----- Data records

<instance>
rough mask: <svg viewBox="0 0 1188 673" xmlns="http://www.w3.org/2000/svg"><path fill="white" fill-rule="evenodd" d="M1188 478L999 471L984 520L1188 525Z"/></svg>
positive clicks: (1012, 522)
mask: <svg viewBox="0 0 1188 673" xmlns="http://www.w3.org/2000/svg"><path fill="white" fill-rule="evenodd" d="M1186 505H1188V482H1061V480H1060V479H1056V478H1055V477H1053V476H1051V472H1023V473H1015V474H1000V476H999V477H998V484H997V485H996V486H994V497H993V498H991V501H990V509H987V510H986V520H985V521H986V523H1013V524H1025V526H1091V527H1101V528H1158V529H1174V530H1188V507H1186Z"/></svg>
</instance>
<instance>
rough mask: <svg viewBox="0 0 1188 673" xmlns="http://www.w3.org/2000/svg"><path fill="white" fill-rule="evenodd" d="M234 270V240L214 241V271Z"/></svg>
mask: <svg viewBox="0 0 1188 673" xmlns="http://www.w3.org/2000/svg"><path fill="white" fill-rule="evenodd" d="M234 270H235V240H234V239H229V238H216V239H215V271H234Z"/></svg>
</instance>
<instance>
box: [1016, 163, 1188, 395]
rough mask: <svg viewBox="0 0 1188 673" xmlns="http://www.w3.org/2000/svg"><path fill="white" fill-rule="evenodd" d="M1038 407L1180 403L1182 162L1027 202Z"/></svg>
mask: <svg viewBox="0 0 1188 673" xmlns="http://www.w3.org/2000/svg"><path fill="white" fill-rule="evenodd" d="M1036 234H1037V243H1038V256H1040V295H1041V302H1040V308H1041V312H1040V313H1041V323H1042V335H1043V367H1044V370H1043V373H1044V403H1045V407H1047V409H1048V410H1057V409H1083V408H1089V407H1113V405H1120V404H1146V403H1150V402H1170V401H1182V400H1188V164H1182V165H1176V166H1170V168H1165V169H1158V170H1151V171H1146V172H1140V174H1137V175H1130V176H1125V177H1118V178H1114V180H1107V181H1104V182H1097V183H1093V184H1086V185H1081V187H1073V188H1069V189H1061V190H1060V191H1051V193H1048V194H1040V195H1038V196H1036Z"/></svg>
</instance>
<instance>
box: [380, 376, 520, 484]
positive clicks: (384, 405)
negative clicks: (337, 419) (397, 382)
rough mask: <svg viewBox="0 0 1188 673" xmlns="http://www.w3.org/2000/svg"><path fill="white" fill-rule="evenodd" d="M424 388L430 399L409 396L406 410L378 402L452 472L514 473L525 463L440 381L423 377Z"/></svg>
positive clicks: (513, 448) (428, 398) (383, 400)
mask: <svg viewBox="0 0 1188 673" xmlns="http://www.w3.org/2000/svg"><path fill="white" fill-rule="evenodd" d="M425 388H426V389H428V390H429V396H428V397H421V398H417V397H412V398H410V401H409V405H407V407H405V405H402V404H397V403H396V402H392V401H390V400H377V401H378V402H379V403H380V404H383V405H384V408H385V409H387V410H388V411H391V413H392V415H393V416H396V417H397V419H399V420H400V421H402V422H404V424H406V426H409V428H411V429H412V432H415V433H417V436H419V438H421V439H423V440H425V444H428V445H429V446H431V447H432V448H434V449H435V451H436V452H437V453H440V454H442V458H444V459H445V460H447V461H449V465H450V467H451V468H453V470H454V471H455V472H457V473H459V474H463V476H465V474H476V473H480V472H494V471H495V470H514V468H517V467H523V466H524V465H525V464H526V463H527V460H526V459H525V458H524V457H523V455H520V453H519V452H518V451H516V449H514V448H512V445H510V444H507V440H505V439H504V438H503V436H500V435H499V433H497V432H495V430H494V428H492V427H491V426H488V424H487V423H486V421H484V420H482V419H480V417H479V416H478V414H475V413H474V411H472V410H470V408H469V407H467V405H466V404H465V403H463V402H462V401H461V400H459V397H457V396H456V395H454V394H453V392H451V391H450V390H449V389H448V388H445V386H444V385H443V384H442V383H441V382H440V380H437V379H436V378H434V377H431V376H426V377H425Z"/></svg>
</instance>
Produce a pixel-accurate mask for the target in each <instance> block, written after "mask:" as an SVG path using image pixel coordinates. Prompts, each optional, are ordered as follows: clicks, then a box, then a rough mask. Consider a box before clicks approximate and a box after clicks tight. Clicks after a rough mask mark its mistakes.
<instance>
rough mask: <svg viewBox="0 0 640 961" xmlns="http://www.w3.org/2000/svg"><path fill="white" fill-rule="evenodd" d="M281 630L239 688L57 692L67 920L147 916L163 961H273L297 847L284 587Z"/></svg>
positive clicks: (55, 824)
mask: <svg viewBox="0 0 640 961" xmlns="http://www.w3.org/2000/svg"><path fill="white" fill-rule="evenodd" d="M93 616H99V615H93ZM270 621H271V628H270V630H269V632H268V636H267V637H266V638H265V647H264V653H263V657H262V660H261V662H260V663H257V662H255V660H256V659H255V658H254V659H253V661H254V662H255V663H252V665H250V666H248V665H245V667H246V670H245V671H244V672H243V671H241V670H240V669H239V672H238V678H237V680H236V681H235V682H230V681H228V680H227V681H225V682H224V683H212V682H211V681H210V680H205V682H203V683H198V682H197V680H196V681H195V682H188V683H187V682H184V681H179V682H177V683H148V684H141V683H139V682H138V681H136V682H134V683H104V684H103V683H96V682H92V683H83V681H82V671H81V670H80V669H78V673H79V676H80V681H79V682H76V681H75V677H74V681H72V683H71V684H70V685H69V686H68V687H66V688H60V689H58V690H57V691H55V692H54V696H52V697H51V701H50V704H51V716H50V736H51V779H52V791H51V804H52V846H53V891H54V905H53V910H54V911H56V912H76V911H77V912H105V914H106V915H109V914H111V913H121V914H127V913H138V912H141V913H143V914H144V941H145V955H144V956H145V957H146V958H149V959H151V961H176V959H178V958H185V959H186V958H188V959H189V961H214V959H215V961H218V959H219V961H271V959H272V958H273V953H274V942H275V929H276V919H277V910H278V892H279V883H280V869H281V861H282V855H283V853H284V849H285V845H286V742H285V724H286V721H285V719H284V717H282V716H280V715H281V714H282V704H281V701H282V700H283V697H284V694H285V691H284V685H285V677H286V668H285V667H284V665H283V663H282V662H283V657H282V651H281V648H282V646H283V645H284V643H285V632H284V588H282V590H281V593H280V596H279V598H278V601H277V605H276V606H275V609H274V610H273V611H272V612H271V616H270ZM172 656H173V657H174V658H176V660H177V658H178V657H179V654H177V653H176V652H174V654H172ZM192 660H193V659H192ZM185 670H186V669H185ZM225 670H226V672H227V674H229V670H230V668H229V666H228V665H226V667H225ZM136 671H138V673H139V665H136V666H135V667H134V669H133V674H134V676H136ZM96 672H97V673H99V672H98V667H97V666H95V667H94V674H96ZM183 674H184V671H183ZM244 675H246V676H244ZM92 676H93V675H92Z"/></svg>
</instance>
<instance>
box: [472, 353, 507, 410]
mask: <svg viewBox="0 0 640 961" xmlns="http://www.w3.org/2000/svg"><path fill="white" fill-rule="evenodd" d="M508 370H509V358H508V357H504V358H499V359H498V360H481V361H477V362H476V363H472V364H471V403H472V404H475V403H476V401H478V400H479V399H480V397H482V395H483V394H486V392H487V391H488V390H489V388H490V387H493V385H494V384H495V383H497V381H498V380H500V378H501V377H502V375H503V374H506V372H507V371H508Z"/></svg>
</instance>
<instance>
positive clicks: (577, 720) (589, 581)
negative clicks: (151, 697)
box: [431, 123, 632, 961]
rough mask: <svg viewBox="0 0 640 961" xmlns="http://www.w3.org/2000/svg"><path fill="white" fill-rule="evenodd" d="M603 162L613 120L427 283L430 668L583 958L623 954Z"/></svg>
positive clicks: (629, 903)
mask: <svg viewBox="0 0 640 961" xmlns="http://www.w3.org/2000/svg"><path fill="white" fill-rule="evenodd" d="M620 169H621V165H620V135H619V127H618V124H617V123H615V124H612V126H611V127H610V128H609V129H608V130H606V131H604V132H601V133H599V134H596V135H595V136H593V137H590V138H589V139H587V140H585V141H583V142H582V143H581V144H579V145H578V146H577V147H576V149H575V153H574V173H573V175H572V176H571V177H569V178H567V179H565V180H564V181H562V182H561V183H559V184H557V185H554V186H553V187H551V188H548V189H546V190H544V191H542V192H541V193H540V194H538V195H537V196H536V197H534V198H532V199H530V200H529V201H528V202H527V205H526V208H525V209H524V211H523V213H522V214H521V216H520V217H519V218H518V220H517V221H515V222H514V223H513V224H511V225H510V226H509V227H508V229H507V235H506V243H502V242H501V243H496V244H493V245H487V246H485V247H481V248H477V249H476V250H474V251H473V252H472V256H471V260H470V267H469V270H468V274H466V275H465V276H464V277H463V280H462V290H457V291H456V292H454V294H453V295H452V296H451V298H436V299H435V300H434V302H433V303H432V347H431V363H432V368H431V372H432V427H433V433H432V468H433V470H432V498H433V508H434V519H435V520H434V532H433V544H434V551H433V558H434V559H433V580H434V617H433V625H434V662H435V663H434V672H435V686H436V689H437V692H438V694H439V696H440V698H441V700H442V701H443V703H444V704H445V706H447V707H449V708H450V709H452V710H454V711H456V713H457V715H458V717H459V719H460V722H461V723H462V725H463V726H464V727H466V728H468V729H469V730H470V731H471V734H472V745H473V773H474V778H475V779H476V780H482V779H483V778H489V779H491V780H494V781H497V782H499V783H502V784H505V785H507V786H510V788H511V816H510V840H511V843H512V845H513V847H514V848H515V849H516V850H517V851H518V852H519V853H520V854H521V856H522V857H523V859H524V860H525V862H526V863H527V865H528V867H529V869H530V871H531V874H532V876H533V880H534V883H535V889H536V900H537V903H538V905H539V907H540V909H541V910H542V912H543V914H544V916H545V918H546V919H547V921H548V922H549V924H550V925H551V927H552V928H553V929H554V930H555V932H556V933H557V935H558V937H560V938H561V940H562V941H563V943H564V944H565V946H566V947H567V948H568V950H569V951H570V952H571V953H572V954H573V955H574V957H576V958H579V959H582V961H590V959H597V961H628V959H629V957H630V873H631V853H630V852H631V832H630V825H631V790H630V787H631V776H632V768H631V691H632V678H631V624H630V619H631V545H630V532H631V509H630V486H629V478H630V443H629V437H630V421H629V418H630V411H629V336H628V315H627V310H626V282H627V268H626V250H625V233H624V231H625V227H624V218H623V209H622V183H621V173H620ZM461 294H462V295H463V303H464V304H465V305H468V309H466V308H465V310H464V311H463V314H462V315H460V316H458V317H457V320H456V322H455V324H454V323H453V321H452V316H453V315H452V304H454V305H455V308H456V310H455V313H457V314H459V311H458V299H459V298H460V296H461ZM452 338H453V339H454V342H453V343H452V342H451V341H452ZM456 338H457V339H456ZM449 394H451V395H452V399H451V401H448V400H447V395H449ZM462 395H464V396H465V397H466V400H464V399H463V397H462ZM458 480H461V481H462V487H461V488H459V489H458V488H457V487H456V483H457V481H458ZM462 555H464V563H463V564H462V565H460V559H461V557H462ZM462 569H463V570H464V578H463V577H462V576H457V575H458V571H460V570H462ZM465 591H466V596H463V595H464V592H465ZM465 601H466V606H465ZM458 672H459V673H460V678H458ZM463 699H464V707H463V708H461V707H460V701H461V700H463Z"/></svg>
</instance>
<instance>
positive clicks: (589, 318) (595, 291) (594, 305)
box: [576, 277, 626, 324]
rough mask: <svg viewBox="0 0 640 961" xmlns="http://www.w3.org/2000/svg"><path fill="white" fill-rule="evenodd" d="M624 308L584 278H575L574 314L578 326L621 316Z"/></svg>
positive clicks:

----------

# What needs to be done
Say only how many lines in the records carry the word "negative".

# Result of this exercise
2